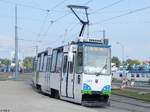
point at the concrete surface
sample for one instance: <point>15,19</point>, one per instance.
<point>19,96</point>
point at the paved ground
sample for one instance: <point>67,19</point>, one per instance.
<point>19,96</point>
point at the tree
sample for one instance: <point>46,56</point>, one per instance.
<point>116,61</point>
<point>5,62</point>
<point>28,62</point>
<point>131,62</point>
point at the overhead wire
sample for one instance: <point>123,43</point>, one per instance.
<point>44,22</point>
<point>24,5</point>
<point>107,6</point>
<point>124,14</point>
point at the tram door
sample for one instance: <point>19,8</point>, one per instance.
<point>67,79</point>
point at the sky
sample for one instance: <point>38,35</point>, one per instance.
<point>58,26</point>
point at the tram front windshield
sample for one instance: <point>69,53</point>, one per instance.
<point>96,60</point>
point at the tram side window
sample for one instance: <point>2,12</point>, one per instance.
<point>59,62</point>
<point>41,62</point>
<point>44,63</point>
<point>132,75</point>
<point>54,57</point>
<point>79,59</point>
<point>38,64</point>
<point>48,64</point>
<point>137,75</point>
<point>65,64</point>
<point>71,66</point>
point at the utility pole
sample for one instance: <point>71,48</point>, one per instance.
<point>36,48</point>
<point>16,45</point>
<point>104,34</point>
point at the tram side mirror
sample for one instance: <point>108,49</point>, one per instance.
<point>70,56</point>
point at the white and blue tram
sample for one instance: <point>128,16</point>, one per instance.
<point>79,72</point>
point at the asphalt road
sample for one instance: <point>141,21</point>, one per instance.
<point>19,96</point>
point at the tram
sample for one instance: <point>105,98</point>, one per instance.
<point>78,72</point>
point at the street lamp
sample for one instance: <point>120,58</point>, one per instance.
<point>122,47</point>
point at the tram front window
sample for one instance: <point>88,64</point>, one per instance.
<point>96,60</point>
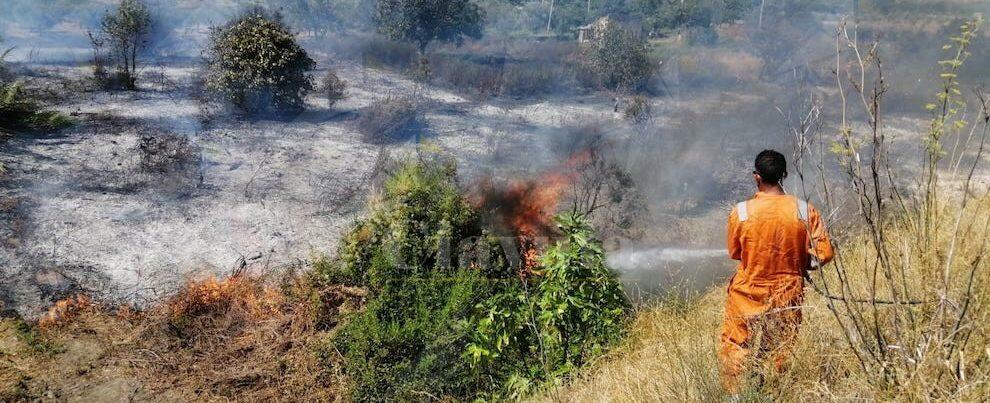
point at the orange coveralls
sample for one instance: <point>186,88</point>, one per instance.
<point>766,292</point>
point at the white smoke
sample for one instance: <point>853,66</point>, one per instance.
<point>632,260</point>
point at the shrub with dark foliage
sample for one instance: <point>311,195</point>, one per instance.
<point>425,21</point>
<point>255,64</point>
<point>389,120</point>
<point>333,87</point>
<point>447,316</point>
<point>407,342</point>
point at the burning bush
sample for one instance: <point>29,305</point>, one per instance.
<point>408,339</point>
<point>255,64</point>
<point>390,119</point>
<point>617,60</point>
<point>573,310</point>
<point>334,88</point>
<point>444,295</point>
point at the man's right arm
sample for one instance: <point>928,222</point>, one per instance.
<point>819,235</point>
<point>733,235</point>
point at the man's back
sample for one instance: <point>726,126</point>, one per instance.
<point>770,239</point>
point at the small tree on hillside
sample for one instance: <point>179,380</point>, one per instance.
<point>255,64</point>
<point>425,21</point>
<point>126,32</point>
<point>617,59</point>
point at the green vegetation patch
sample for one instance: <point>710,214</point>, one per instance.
<point>448,314</point>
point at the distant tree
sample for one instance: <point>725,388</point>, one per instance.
<point>255,64</point>
<point>667,15</point>
<point>617,59</point>
<point>126,32</point>
<point>425,21</point>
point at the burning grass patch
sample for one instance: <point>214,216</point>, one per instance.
<point>242,338</point>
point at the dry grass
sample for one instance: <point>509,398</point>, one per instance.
<point>670,354</point>
<point>240,339</point>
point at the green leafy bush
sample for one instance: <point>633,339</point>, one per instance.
<point>408,340</point>
<point>617,59</point>
<point>125,32</point>
<point>447,315</point>
<point>571,312</point>
<point>255,64</point>
<point>19,112</point>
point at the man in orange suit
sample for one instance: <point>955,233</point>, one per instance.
<point>776,238</point>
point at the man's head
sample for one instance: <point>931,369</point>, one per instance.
<point>771,168</point>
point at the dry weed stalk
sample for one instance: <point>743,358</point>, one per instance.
<point>905,301</point>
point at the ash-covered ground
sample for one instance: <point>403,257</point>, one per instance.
<point>85,210</point>
<point>82,214</point>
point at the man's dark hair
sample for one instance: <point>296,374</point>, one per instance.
<point>771,166</point>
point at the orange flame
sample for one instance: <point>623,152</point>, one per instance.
<point>526,206</point>
<point>65,310</point>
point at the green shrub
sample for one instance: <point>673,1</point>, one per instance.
<point>617,59</point>
<point>19,112</point>
<point>255,64</point>
<point>571,313</point>
<point>126,33</point>
<point>409,338</point>
<point>448,316</point>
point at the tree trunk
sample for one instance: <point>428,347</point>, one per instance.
<point>550,17</point>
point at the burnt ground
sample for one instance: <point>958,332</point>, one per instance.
<point>82,212</point>
<point>82,215</point>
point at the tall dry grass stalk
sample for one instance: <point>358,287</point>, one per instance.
<point>902,313</point>
<point>905,293</point>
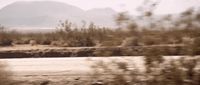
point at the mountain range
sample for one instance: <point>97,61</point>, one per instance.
<point>49,13</point>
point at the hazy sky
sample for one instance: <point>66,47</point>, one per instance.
<point>165,6</point>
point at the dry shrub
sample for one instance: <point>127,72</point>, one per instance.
<point>184,71</point>
<point>131,41</point>
<point>5,75</point>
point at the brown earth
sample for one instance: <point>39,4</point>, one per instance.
<point>28,51</point>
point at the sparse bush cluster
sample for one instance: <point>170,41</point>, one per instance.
<point>184,71</point>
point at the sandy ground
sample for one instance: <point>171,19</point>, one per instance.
<point>63,69</point>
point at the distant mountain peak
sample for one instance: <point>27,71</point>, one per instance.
<point>48,13</point>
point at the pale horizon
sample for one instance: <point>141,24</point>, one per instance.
<point>165,6</point>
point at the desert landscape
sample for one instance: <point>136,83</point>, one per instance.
<point>68,42</point>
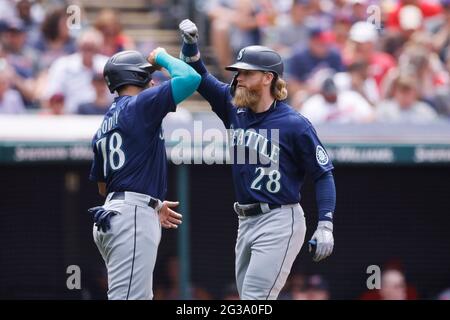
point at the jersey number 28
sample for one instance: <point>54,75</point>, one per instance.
<point>273,185</point>
<point>112,153</point>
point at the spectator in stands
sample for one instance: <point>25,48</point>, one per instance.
<point>102,98</point>
<point>443,98</point>
<point>331,105</point>
<point>55,106</point>
<point>428,9</point>
<point>358,10</point>
<point>55,40</point>
<point>10,99</point>
<point>234,25</point>
<point>393,285</point>
<point>72,75</point>
<point>362,47</point>
<point>357,78</point>
<point>21,57</point>
<point>317,56</point>
<point>405,106</point>
<point>441,37</point>
<point>107,22</point>
<point>31,21</point>
<point>290,31</point>
<point>428,70</point>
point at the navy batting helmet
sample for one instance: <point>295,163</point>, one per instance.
<point>127,67</point>
<point>258,58</point>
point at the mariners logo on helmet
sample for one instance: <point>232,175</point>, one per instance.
<point>127,68</point>
<point>258,58</point>
<point>321,156</point>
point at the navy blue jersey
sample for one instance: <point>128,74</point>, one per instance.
<point>280,147</point>
<point>129,150</point>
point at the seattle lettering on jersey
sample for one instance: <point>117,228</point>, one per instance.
<point>262,144</point>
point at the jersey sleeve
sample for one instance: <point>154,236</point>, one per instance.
<point>218,95</point>
<point>153,104</point>
<point>312,153</point>
<point>96,173</point>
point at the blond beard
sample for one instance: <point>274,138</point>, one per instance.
<point>246,98</point>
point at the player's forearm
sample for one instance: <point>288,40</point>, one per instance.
<point>325,196</point>
<point>185,80</point>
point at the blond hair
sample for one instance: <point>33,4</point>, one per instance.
<point>279,89</point>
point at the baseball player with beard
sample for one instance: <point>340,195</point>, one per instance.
<point>273,148</point>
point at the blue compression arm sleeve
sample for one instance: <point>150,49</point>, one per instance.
<point>184,80</point>
<point>326,196</point>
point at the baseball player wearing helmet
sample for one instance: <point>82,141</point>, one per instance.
<point>130,168</point>
<point>271,221</point>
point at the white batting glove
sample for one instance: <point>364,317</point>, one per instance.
<point>323,236</point>
<point>189,31</point>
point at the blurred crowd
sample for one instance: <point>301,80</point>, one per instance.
<point>348,61</point>
<point>51,66</point>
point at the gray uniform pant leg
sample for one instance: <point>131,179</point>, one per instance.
<point>129,250</point>
<point>266,248</point>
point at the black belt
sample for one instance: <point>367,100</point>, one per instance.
<point>121,196</point>
<point>253,211</point>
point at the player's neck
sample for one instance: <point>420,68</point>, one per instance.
<point>263,105</point>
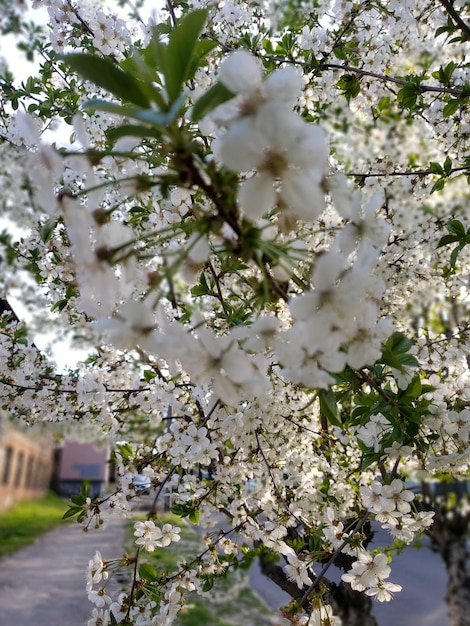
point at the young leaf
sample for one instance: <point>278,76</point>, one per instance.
<point>328,406</point>
<point>215,95</point>
<point>180,50</point>
<point>108,75</point>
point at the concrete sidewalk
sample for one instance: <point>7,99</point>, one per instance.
<point>44,584</point>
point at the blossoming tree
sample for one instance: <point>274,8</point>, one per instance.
<point>258,227</point>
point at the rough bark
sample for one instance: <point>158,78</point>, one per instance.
<point>449,538</point>
<point>352,607</point>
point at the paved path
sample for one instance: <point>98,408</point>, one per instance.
<point>44,584</point>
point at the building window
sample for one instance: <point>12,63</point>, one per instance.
<point>29,473</point>
<point>19,469</point>
<point>7,465</point>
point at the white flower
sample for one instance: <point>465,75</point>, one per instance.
<point>383,591</point>
<point>297,571</point>
<point>99,617</point>
<point>99,597</point>
<point>399,495</point>
<point>170,534</point>
<point>96,571</point>
<point>148,535</point>
<point>367,571</point>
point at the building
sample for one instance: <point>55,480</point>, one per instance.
<point>75,462</point>
<point>26,464</point>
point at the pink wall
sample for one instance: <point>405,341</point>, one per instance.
<point>83,460</point>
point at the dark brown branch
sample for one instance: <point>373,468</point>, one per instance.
<point>463,26</point>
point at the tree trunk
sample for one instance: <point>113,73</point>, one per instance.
<point>449,537</point>
<point>353,607</point>
<point>458,584</point>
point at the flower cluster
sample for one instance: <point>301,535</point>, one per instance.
<point>264,134</point>
<point>150,536</point>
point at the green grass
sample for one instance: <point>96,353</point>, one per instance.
<point>23,523</point>
<point>230,603</point>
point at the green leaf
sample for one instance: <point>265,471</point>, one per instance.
<point>436,168</point>
<point>450,108</point>
<point>149,375</point>
<point>328,406</point>
<point>447,239</point>
<point>180,51</point>
<point>408,95</point>
<point>350,86</point>
<point>213,97</point>
<point>132,130</point>
<point>438,185</point>
<point>415,388</point>
<point>47,229</point>
<point>78,500</point>
<point>151,116</point>
<point>73,510</point>
<point>110,107</point>
<point>448,165</point>
<point>398,342</point>
<point>456,228</point>
<point>148,572</point>
<point>109,76</point>
<point>454,255</point>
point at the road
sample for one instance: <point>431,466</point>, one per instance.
<point>44,584</point>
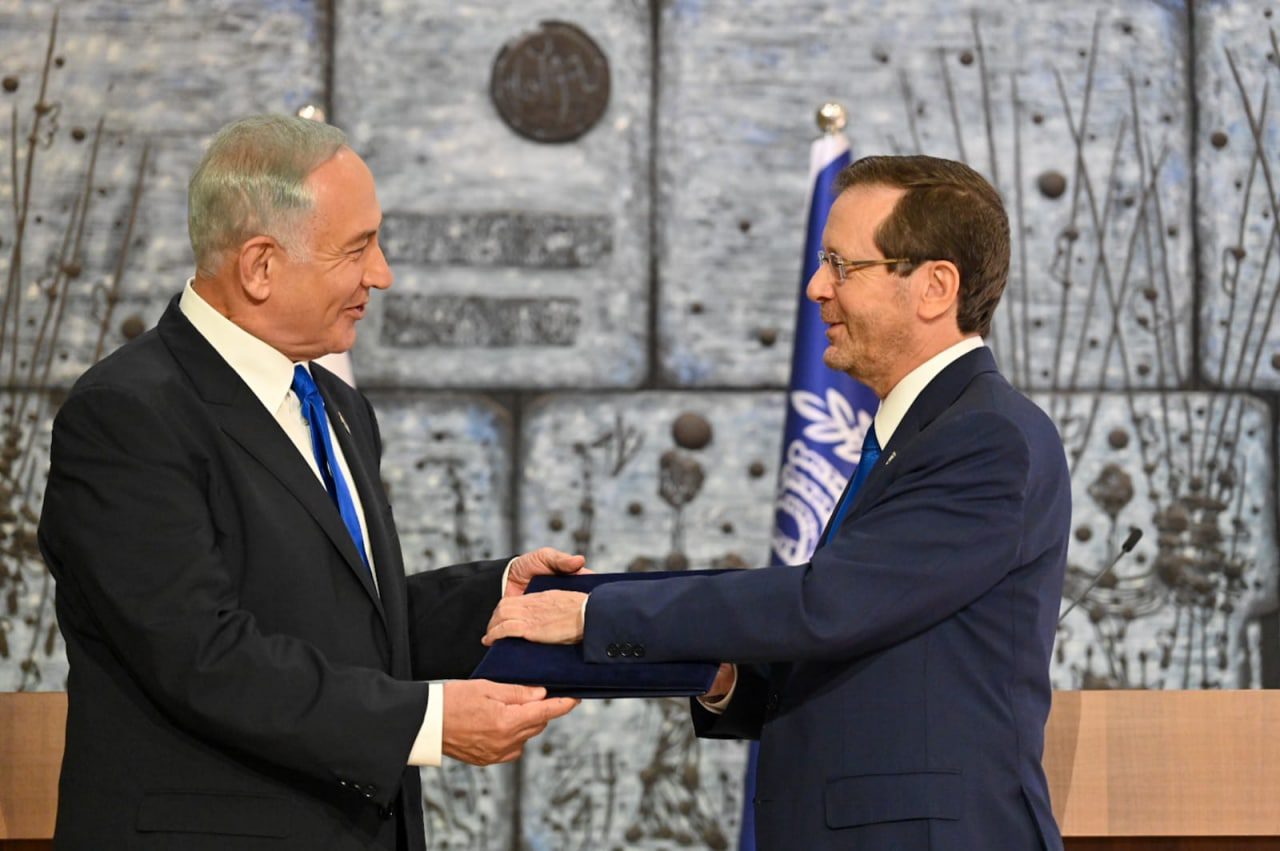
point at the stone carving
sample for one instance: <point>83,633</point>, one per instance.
<point>551,85</point>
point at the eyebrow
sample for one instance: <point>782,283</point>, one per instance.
<point>364,237</point>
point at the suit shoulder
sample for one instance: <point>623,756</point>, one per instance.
<point>135,366</point>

• **Problem description**: Give back the records above exactly, limited to the lines between the one holding "sample for one instance: <point>54,75</point>, one" and the one holding "point at the blond hair", inclusive.

• **Result**:
sample for one instance: <point>54,75</point>, one per instance.
<point>273,185</point>
<point>112,153</point>
point at the spectator in stands
sample for one instance: <point>25,48</point>, one per instance.
<point>102,98</point>
<point>443,98</point>
<point>331,105</point>
<point>55,106</point>
<point>428,9</point>
<point>358,10</point>
<point>55,40</point>
<point>10,99</point>
<point>234,25</point>
<point>393,285</point>
<point>72,75</point>
<point>362,47</point>
<point>357,78</point>
<point>21,57</point>
<point>317,56</point>
<point>405,106</point>
<point>441,37</point>
<point>107,22</point>
<point>31,21</point>
<point>290,31</point>
<point>428,70</point>
point at the navy batting helmet
sample for one instance: <point>295,163</point>, one per instance.
<point>127,67</point>
<point>258,58</point>
point at the mariners logo on helmet
sample for one instance: <point>232,175</point>, one per instance.
<point>127,68</point>
<point>258,58</point>
<point>321,156</point>
point at the navy blue jersey
sample for one instance: <point>128,74</point>, one per instance.
<point>280,147</point>
<point>129,150</point>
point at the seattle lettering on jersey
sample for one instance: <point>117,228</point>, one per instance.
<point>262,144</point>
point at the jersey sleeve
sample for one instance: <point>154,236</point>, one per instance.
<point>218,95</point>
<point>153,104</point>
<point>312,153</point>
<point>96,173</point>
point at the blond beard
sample for one instance: <point>274,138</point>, one per instance.
<point>246,98</point>
point at the player's forearm
sample for one instance: <point>288,40</point>, one per instance.
<point>325,196</point>
<point>185,80</point>
point at the blond hair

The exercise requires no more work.